DIRECTION: Without skipping anything, write out each record below exactly.
====
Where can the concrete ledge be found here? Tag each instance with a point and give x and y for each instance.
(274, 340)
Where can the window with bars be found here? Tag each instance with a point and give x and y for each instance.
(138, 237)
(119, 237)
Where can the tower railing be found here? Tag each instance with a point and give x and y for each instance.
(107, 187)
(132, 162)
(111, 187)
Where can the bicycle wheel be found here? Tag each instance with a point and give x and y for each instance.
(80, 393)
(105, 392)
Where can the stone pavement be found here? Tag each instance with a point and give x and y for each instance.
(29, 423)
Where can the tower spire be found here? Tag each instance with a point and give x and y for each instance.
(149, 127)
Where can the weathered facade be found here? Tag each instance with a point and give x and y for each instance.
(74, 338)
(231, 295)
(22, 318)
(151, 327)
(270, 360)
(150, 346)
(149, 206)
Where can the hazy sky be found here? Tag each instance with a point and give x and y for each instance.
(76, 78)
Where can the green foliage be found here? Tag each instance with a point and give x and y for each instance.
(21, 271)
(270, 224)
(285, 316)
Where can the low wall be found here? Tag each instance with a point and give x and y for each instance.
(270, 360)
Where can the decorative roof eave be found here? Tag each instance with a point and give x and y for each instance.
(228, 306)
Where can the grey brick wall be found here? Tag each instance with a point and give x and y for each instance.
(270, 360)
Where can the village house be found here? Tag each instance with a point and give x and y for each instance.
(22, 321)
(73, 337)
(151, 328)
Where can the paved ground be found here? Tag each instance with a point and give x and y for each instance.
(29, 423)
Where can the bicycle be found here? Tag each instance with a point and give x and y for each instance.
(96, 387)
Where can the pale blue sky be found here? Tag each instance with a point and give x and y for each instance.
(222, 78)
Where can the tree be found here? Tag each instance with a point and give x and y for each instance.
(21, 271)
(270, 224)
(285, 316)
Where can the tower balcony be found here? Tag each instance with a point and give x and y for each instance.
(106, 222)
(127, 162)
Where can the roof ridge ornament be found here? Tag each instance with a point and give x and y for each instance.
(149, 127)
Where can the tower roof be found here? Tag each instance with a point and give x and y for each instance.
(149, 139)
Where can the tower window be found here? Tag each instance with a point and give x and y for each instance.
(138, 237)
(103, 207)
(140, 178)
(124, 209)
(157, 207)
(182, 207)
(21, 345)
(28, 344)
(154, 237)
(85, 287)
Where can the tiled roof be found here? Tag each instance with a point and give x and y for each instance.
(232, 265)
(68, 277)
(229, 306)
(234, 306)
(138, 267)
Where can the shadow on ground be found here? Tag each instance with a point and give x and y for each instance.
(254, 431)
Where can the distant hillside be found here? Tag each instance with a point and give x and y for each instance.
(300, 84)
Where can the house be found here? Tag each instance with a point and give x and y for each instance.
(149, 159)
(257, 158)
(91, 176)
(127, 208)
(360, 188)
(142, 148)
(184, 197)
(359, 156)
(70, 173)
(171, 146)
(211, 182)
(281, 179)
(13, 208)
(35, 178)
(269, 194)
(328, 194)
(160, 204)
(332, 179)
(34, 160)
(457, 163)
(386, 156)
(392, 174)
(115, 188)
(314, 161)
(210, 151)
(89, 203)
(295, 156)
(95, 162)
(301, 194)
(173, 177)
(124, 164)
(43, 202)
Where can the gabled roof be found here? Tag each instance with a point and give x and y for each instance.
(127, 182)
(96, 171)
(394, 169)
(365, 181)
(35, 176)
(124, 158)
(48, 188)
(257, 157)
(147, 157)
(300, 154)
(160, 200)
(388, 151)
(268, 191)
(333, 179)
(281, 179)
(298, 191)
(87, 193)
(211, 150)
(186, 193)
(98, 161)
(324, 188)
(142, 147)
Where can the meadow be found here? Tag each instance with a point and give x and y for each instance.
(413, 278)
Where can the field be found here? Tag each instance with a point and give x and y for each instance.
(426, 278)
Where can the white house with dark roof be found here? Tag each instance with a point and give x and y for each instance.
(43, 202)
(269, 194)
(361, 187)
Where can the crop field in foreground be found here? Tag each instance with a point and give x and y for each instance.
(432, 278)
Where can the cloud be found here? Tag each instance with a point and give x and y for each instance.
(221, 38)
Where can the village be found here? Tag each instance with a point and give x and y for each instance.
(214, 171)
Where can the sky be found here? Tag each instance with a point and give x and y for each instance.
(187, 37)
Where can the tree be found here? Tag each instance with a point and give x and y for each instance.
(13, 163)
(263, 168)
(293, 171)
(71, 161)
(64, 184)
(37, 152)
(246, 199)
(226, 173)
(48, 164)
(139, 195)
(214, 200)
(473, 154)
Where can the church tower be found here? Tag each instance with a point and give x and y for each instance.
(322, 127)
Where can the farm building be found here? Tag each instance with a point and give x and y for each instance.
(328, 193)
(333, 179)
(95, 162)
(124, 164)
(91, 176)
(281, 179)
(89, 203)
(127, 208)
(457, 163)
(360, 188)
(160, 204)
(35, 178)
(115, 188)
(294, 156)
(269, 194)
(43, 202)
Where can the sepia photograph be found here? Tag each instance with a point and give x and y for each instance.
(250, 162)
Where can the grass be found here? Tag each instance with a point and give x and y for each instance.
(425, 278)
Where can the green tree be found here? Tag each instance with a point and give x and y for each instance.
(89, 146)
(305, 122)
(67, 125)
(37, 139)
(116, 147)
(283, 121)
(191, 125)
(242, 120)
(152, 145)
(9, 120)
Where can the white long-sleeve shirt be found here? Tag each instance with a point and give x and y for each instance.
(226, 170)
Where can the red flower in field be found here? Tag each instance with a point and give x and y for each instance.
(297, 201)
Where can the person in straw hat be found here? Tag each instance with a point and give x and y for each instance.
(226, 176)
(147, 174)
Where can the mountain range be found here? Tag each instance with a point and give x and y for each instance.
====
SOLUTION TO THE EXERCISE:
Where can the concrete ledge be found here? Tag each instance with a point and give x and y for each instance.
(274, 340)
Where can the window with bars be found here? Tag each instance with a point and give x and y for each instance.
(138, 237)
(119, 237)
Where can the tower railing be found here? Tag each instance with a point and give x and y for each instance.
(107, 187)
(132, 162)
(111, 187)
Where can the bicycle wheel be found here? Tag each instance with a point and give x and y for each instance.
(80, 393)
(105, 392)
Where can the stone pavement be found here? Tag each instance with a point and give x and y for each instance.
(29, 423)
Where can the tower spire be found here? Tag each instance with a point and give x and y for each instance.
(149, 127)
Where can the weathered facade be found here? Tag each instance with a point and give x and y for each instance.
(74, 338)
(231, 295)
(22, 318)
(151, 327)
(270, 360)
(150, 346)
(149, 206)
Where can the hazy sky be found here? Tag each instance with a point and give x and y for each instance.
(76, 78)
Where can the green foliage be found here? Tag each instance with a point and give x and y for each instance.
(21, 271)
(270, 224)
(285, 316)
Where can the low wall be found here? Tag each instance with a point and give x and y for each instance.
(270, 360)
Where can the decorative roof eave be found here? Tag each instance with a point and give x and y for each instance.
(228, 306)
Where can the grey brick wall be found here? Tag each instance with a point and give x and y for each instance.
(270, 360)
Where can the village house be found here? Tag each instance with a point and give x and y for each instance.
(22, 321)
(73, 337)
(151, 328)
Where can the paved ground be found here? Tag each instance with a point and give x and y for each instance.
(29, 423)
Where can the bicycle be found here? Tag each instance with a point and give x and y for each instance.
(96, 387)
Where can the pale blue sky be found here? Tag each instance with a point and give x and y for each instance.
(222, 78)
Where can the tree be found here? Tag each instance with a point and give x and y for each instance.
(21, 271)
(270, 224)
(285, 316)
Where can the tower balcony be found here? Tag each instance with a point and give x and y for each instance.
(106, 222)
(127, 162)
Where can the roof ridge ornament be found here? Tag each instance with a point and give x and y for each instance.
(149, 127)
Where can the tower roof be found here? Tag each instance with a point and give x and y for each instance.
(149, 139)
Where can the tower window be found here? Tag each instance with a point and give x and y for each instance.
(138, 237)
(103, 207)
(140, 178)
(124, 209)
(157, 207)
(182, 207)
(21, 345)
(28, 344)
(154, 237)
(85, 287)
Where can the tiled roof be found here? Tag each instance with a point and give x and y for each instance.
(232, 265)
(68, 277)
(229, 306)
(234, 306)
(138, 267)
Where can the shadow on ground be found here? Tag each instance with a point and give x and y for each instance.
(254, 431)
Where can the distant hillside be found here? Tag each instance with a point and give x and y for each instance.
(300, 84)
Where can the house be found here? Tag each instance with a point and give x and y for each instance.
(149, 159)
(257, 158)
(91, 176)
(127, 208)
(360, 188)
(142, 148)
(184, 197)
(359, 156)
(70, 173)
(171, 146)
(211, 182)
(281, 179)
(13, 208)
(35, 178)
(269, 194)
(328, 194)
(160, 204)
(332, 179)
(34, 160)
(457, 163)
(386, 156)
(392, 174)
(115, 188)
(314, 161)
(210, 151)
(89, 203)
(295, 156)
(95, 162)
(301, 194)
(173, 177)
(124, 164)
(43, 202)
Where can the gabled roof be found here? Tag each instance with a point and give x and y for each instance.
(127, 182)
(96, 171)
(394, 169)
(365, 181)
(35, 176)
(124, 158)
(48, 188)
(257, 157)
(147, 157)
(300, 154)
(160, 200)
(388, 151)
(268, 191)
(333, 179)
(281, 179)
(298, 191)
(87, 193)
(211, 150)
(186, 193)
(98, 161)
(324, 188)
(142, 147)
Where can the meadow be found here? Tag each instance with a point and give x and y for each instance.
(413, 278)
Where can the field be found here? Tag each instance with a point and give x and y for each instance.
(426, 278)
Where can the white house with dark roof be found here? Tag each instance with a point and give x and y for each instance.
(43, 202)
(269, 194)
(361, 187)
Where can the crop field in foreground be found here? Tag each instance with a point and give x and y for each instance.
(432, 278)
Where can the cloud be found here? Tag each instance with a point and give x and y for each instance.
(221, 38)
Where can the village be found here? Tag each instance with a point and give x and y for each instance.
(214, 171)
Where can the sky be found here? Tag each instance with a point and give x and y for each instance.
(187, 37)
Where can the tree be found here? Tag each instance with a point and give x and y for each instance.
(13, 163)
(263, 168)
(293, 171)
(71, 161)
(64, 184)
(37, 152)
(246, 199)
(226, 173)
(48, 164)
(139, 195)
(214, 200)
(473, 154)
Where can the church tower be found here? Tag each instance with a point and give x and y for each instance.
(322, 127)
Where can the farm building be found here? Tag each instance with a point and give x and y for each instance.
(328, 193)
(333, 179)
(95, 162)
(124, 164)
(91, 176)
(281, 179)
(89, 203)
(127, 208)
(457, 163)
(360, 188)
(160, 204)
(35, 178)
(115, 188)
(294, 156)
(269, 194)
(43, 202)
Where can the sepia photograph be found here? Tag each instance with a point and give x and y for each instance.
(250, 162)
Where can the grass be found here? Tag each instance with a point and give x and y for each instance.
(425, 278)
Where can the green tree be found here? Tag each instance with a point and give x and y for each instance.
(89, 146)
(305, 122)
(67, 125)
(37, 139)
(116, 147)
(283, 121)
(191, 125)
(242, 120)
(152, 145)
(9, 120)
Where can the white long-sleeve shirt be found here? Tag each instance with a point and give x and y for each instance.
(226, 170)
Where can the red flower in field be found here? Tag each instance with a point and give x and y for each instance.
(297, 201)
Where can the person in straw hat be found here? Tag each instance with a point and give x and y for each instance.
(226, 176)
(147, 174)
Where can the mountain range be found here? Tag each instance with a point and give x and y for each instance.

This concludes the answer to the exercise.